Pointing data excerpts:

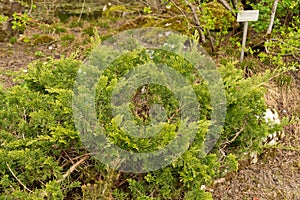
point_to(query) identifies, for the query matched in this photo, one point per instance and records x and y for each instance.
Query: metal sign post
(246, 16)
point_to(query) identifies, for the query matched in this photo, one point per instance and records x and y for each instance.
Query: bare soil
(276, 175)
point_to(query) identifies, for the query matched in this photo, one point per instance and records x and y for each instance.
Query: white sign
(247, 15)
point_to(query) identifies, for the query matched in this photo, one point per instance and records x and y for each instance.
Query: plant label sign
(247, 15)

--

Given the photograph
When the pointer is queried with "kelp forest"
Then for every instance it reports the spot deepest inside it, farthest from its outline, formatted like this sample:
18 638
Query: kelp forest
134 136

> _To be done_
Show every line of the items that contains the string "kelp".

> _Written answer_
When the pointer is queried with "kelp forest"
Query: kelp forest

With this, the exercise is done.